### Data in this exercise

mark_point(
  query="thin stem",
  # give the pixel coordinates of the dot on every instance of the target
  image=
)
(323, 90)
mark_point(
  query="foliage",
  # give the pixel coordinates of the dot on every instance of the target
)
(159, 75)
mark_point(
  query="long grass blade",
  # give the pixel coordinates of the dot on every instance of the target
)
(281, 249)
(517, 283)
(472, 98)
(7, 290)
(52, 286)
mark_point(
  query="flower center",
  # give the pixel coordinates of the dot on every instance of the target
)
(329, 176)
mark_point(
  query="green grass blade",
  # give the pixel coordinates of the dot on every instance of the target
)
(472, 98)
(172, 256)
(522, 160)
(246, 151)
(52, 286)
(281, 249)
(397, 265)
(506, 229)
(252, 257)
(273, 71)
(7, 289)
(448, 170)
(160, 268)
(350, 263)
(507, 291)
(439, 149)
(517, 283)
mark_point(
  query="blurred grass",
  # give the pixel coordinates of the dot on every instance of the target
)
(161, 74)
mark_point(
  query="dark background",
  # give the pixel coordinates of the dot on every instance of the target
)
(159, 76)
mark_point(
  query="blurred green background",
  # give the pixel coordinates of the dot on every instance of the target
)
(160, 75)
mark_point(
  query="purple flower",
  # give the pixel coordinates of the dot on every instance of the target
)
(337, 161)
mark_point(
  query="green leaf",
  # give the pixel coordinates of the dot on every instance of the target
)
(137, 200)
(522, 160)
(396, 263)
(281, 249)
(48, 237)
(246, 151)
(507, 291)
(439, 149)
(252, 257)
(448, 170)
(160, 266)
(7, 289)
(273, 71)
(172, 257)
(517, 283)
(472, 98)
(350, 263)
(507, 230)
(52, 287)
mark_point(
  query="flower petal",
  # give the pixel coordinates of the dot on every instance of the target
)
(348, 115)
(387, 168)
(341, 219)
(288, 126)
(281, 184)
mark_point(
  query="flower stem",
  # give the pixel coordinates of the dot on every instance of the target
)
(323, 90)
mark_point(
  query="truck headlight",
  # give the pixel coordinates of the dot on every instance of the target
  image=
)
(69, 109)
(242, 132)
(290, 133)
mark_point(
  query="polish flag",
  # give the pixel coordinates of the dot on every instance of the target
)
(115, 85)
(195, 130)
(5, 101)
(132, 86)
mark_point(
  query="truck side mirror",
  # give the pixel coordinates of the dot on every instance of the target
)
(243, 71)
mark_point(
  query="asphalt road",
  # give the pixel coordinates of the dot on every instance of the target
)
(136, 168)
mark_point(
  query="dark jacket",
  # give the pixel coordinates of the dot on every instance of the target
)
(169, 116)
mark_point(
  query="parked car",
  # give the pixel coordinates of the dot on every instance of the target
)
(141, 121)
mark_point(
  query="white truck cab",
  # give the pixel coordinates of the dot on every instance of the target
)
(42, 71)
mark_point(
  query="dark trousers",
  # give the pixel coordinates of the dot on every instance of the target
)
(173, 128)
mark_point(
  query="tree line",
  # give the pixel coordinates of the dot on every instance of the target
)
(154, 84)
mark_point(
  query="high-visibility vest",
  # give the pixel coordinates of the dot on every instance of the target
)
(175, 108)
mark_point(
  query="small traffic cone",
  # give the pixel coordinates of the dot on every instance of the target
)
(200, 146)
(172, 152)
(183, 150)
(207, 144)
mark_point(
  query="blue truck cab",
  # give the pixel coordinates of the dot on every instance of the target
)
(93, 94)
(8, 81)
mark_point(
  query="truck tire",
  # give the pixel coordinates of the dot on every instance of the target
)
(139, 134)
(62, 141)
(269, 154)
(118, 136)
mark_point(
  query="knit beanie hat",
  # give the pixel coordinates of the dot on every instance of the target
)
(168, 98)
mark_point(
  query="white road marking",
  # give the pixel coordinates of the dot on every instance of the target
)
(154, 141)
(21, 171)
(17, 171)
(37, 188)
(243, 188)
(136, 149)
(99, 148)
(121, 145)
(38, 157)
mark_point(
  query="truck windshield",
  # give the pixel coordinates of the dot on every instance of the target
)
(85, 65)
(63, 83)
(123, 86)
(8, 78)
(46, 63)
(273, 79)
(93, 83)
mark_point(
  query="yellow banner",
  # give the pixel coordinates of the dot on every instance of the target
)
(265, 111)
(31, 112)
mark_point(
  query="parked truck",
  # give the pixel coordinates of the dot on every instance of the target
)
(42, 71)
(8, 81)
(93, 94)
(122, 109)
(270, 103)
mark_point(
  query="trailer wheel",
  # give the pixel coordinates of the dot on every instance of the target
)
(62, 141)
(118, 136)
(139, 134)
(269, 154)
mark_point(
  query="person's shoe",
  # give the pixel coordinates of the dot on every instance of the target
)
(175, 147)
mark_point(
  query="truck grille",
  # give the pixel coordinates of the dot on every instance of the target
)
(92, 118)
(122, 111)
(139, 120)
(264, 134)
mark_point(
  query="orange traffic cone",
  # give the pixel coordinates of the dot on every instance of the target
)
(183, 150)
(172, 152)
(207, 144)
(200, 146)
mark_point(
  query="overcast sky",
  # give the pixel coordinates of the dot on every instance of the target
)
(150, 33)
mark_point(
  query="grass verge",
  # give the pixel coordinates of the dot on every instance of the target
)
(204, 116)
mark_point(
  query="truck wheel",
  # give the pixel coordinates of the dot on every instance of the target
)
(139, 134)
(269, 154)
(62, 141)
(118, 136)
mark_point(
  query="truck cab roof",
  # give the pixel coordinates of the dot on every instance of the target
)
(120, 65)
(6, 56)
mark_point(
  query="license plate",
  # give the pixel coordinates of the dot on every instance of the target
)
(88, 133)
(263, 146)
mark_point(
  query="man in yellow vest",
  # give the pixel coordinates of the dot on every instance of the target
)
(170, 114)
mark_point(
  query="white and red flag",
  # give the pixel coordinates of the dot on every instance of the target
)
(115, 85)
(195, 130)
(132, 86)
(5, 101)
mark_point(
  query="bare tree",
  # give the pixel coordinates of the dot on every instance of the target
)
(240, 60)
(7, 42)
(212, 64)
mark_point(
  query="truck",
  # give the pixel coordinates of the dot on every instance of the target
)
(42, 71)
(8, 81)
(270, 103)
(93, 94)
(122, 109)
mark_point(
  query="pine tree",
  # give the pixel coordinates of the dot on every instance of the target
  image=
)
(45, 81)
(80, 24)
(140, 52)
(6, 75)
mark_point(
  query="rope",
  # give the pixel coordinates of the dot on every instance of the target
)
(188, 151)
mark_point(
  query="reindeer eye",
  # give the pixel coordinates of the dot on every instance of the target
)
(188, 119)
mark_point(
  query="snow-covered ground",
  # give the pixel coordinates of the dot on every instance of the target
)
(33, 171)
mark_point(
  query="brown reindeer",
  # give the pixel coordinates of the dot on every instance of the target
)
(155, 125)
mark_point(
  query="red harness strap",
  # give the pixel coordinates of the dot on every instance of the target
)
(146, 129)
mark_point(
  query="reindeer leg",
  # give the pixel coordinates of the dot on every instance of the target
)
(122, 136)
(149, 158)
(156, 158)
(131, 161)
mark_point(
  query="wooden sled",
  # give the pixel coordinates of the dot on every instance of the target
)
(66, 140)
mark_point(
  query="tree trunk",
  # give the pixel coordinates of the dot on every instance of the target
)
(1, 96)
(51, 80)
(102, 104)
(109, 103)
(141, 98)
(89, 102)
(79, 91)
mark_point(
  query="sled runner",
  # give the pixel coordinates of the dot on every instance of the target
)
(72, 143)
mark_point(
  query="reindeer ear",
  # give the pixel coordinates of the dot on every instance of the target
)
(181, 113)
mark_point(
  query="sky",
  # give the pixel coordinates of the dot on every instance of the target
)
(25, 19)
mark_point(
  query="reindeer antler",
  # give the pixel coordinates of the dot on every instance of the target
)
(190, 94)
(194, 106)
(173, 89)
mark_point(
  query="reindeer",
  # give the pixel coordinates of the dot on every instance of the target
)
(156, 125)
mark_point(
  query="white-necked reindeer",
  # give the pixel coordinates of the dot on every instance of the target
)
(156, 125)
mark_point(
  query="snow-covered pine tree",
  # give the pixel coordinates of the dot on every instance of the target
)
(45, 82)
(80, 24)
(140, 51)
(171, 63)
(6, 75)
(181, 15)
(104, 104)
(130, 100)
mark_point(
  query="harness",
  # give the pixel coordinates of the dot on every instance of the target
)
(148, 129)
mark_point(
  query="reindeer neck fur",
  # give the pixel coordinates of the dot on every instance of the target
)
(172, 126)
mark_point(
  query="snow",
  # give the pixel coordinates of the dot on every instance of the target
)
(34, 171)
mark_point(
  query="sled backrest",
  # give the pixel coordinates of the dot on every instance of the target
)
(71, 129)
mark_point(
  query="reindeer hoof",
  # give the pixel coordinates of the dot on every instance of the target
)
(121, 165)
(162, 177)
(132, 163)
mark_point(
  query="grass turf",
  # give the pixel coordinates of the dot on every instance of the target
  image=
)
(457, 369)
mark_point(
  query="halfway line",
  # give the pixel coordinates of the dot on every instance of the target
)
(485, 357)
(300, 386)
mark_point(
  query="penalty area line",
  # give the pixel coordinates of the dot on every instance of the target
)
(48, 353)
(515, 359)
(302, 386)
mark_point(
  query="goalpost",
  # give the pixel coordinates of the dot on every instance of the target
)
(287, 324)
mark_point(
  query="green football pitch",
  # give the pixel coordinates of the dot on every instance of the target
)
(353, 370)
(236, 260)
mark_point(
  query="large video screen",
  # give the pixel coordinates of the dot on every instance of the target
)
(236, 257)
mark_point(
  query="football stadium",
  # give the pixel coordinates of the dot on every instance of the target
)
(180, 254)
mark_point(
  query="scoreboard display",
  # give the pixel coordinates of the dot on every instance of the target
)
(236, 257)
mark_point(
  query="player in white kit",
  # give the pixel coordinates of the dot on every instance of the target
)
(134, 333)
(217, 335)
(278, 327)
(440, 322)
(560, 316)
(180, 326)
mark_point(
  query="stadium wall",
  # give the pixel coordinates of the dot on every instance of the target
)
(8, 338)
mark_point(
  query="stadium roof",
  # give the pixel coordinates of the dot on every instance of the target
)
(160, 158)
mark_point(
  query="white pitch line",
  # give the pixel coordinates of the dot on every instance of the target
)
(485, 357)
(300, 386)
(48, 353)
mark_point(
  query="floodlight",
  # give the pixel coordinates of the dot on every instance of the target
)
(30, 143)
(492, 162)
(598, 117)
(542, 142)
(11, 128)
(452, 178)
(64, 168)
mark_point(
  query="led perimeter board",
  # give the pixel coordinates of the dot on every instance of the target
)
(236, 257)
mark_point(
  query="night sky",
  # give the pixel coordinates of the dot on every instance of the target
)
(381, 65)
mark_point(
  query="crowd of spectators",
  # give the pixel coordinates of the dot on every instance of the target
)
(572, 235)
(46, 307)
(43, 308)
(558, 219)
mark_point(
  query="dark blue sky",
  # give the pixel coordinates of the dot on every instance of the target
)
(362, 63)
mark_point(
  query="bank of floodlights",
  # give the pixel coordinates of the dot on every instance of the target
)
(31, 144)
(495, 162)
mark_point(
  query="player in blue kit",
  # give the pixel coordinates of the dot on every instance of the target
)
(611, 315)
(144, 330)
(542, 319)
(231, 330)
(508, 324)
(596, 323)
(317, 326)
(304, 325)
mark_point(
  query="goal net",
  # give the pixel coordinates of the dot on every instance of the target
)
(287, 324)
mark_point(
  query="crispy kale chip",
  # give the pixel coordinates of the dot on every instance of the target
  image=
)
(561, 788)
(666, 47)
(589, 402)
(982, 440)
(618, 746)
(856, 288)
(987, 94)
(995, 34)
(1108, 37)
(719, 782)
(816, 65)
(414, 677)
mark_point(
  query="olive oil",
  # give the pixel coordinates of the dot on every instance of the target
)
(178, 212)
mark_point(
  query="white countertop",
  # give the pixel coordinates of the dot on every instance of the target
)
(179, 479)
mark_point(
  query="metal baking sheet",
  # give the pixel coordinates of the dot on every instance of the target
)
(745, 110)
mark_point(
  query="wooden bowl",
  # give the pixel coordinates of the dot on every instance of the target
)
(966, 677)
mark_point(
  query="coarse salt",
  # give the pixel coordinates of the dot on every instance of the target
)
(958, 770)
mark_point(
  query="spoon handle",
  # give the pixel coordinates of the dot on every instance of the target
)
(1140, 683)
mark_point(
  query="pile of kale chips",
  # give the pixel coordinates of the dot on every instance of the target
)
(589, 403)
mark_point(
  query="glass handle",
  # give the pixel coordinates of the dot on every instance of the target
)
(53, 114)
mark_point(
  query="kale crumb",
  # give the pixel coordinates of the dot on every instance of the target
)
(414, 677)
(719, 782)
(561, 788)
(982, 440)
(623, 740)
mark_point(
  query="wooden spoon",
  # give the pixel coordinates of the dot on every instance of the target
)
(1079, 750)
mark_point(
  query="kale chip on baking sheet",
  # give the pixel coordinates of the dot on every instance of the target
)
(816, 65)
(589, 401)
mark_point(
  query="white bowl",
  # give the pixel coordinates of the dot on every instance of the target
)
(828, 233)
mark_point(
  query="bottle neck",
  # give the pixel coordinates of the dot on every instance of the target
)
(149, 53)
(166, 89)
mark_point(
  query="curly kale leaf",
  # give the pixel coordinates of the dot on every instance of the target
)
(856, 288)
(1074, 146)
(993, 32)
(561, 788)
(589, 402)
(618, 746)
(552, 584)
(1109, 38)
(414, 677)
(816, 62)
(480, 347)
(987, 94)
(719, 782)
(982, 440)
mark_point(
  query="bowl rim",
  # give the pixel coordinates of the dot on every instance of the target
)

### Exercise description
Count the lines in the rows above that contain the string "parked". Reply with the number alone.

### Answer below
2